Extract —
____________

You have a disability. Do you think that's made you more suited for humanitarian work?
I've given that a lot of thought. I was born without a left hand. I have my elbow and four inches of my forearm, so I can flex my arm and lift and grab things and pull myself up, and I've been wearing a prosthesis since 2006 that gives me a better center of gravity. Maybe I've felt more sympathy toward people who can't fend for themselves, but what it's really done for me is forced me into lateral thinking early on. To tie my shoelaces I couldn't imitate others, so I had to find my way of getting the same result. Or when I was a lifeguard I had to use my own techniques to stabilize someone with a spinal injury. I think this habit I've developed to think outside of the box has expanded to other areas of my life.
How have you thought outside the box in a disaster situation?
In Haiti we were very short on French-speaking delegates. I knew that we could tap into French-speaking delegates if we mobilized people who were in our regional response systems, like our West African colleagues, but that hadn't been done before. Many of the African Red Cross societies had great emergency responders who spoke French, but they didn't have the money or resources to send people to Haiti. This time we had the resources, so we were eventually able to make it happen. These delegates have since gone back to their countries and brought the experience they acquired back with them.
Would you call yourself an adrenaline junkie?

____________

Exercise data —
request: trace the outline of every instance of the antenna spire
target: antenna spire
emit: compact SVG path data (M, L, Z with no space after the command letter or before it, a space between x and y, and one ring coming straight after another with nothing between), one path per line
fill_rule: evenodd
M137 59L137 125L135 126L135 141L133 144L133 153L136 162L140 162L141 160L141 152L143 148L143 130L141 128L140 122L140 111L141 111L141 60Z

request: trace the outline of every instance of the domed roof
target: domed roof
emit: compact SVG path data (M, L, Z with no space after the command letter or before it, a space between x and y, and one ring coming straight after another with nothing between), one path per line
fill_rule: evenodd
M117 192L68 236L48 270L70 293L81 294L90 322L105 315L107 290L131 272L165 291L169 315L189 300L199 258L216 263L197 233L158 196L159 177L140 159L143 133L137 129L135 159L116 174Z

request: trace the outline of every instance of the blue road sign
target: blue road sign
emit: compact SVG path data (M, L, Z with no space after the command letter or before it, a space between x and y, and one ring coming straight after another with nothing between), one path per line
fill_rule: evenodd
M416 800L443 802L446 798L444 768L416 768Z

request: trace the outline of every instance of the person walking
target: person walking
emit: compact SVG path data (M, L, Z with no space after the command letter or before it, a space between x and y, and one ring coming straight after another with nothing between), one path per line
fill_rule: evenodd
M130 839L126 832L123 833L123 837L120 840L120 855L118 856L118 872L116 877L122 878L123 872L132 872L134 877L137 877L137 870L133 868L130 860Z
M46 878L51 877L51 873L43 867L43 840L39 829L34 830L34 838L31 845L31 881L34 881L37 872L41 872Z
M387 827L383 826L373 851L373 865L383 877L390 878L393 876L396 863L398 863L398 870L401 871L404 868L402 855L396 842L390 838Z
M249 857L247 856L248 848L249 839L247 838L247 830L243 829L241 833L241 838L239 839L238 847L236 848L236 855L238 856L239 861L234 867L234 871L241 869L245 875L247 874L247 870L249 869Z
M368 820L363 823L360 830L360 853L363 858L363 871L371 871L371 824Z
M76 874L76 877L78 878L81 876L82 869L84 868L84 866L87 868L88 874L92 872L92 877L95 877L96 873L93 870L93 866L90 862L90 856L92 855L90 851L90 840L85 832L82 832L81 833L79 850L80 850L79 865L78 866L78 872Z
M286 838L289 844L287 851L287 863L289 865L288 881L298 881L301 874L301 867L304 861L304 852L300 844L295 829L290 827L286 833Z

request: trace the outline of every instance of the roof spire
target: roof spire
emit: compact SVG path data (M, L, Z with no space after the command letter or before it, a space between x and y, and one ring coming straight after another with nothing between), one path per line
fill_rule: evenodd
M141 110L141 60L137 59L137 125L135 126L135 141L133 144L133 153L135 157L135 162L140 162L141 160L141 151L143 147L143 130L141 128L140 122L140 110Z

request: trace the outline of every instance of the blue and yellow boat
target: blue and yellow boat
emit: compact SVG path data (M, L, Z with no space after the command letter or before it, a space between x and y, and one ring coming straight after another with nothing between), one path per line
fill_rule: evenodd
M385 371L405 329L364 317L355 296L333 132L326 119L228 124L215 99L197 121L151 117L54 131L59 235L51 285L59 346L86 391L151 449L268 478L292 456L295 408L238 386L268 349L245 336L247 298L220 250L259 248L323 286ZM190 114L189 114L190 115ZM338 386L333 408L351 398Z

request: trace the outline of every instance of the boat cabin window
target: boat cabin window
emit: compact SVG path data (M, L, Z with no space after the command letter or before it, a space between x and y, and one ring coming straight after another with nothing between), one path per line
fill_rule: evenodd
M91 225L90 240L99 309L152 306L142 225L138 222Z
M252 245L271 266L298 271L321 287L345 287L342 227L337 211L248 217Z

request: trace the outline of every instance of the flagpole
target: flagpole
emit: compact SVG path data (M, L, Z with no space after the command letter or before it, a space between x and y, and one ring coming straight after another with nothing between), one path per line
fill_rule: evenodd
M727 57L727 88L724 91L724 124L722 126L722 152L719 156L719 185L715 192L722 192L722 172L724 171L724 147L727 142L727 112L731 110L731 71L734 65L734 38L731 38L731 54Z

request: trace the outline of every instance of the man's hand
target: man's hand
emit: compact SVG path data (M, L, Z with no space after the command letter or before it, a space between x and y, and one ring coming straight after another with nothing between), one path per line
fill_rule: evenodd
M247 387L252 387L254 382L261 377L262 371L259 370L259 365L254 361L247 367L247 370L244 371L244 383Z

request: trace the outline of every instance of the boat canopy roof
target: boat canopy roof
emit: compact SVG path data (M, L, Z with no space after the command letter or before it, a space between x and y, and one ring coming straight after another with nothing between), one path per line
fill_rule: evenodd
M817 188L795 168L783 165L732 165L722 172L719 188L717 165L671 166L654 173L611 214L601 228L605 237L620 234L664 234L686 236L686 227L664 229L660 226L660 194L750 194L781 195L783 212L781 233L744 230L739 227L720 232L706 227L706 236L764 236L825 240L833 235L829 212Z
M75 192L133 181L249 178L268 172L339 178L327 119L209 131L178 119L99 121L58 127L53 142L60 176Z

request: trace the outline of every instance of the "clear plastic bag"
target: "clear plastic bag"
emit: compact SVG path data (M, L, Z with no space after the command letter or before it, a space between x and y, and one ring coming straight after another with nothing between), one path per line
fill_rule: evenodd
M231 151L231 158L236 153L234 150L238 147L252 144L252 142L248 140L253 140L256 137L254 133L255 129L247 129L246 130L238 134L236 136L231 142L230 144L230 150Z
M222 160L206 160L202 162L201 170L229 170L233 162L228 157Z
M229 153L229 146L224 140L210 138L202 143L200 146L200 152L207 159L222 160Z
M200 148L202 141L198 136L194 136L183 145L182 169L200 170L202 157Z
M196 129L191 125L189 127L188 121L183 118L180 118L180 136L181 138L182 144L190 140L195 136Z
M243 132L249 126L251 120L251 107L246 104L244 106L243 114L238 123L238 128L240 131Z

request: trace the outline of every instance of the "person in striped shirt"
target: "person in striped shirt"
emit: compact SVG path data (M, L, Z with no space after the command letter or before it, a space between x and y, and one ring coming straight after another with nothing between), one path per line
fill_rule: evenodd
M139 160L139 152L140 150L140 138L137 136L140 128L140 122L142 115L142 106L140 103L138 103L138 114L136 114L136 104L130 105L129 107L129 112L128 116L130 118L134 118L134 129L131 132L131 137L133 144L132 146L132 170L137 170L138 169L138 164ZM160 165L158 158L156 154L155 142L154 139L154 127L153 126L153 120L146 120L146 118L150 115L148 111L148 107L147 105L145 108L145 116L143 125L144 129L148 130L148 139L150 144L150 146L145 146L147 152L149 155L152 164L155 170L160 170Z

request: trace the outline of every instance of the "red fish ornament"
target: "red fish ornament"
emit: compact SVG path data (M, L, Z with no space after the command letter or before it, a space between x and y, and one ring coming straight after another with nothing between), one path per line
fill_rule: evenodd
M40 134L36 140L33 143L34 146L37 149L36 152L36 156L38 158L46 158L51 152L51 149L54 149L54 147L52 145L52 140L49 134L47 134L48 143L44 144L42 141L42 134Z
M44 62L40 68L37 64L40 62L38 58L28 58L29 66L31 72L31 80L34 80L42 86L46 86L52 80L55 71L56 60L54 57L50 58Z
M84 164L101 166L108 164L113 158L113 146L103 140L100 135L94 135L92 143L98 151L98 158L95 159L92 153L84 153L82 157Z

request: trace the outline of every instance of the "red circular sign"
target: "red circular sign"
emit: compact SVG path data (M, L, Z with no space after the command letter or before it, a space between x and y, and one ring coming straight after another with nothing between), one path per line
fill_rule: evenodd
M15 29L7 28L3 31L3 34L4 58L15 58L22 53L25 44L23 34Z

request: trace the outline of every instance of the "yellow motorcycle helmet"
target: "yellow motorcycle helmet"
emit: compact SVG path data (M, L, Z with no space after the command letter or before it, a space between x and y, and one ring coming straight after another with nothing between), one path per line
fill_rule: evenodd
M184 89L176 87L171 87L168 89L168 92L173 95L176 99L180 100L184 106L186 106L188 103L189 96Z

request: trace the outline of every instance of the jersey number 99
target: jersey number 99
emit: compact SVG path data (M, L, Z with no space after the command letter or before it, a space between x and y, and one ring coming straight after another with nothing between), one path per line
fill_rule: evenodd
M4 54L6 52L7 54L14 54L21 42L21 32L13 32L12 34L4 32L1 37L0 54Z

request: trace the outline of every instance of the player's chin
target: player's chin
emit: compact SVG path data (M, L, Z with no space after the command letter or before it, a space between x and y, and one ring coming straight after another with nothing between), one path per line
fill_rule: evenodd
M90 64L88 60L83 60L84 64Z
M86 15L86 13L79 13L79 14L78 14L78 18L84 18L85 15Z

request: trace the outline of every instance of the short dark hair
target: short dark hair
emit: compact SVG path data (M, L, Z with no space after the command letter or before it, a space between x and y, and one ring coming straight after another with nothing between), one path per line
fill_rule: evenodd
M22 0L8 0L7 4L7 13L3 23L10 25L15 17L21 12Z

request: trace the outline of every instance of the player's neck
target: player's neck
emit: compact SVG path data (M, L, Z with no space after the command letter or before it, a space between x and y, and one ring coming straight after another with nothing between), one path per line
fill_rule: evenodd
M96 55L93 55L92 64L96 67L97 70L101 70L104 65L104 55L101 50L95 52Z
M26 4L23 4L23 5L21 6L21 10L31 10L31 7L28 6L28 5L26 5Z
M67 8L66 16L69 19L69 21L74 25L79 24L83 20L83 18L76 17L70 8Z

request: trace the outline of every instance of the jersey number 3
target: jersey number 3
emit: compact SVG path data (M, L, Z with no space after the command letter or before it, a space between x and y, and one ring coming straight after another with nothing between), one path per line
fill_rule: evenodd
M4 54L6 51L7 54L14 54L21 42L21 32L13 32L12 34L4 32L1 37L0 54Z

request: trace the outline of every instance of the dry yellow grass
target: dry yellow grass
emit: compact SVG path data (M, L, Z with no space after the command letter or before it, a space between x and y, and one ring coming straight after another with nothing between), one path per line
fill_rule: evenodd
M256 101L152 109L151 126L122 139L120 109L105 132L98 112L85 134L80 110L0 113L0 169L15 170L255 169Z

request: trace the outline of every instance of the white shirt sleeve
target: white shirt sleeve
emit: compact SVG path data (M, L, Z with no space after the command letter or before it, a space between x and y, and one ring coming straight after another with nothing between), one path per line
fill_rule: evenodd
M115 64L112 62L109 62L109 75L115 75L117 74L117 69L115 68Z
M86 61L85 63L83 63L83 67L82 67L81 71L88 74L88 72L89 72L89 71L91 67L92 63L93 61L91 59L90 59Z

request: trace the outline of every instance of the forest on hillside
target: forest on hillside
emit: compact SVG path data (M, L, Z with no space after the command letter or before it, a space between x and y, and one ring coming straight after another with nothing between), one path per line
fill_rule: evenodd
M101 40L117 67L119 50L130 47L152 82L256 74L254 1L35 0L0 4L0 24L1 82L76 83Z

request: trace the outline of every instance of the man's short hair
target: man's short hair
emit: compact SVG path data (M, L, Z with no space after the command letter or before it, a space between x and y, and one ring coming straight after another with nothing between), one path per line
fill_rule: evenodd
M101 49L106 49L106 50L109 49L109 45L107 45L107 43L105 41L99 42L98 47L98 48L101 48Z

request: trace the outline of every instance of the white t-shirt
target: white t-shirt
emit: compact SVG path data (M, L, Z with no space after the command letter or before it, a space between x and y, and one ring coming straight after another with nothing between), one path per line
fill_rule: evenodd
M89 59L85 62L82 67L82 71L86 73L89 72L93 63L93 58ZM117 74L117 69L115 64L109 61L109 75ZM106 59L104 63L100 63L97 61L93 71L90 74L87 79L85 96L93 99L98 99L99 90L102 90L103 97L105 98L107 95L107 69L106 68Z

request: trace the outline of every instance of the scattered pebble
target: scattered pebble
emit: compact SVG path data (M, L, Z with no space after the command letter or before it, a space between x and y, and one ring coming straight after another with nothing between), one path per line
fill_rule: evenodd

____________

What you will do —
**a.** According to the interview, since what year has the speaker worn a prosthesis?
**b.** Copy out the part of the interview between "I've given that" and "of my life.", inclusive.
Work from the interview alone.

Solutions for each task —
**a.** Since 2006.

**b.**
I've given that a lot of thought. I was born without a left hand. I have my elbow and four inches of my forearm, so I can flex my arm and lift and grab things and pull myself up, and I've been wearing a prosthesis since 2006 that gives me a better center of gravity. Maybe I've felt more sympathy toward people who can't fend for themselves, but what it's really done for me is forced me into lateral thinking early on. To tie my shoelaces I couldn't imitate others, so I had to find my way of getting the same result. Or when I was a lifeguard I had to use my own techniques to stabilize someone with a spinal injury. I think this habit I've developed to think outside of the box has expanded to other areas of my life.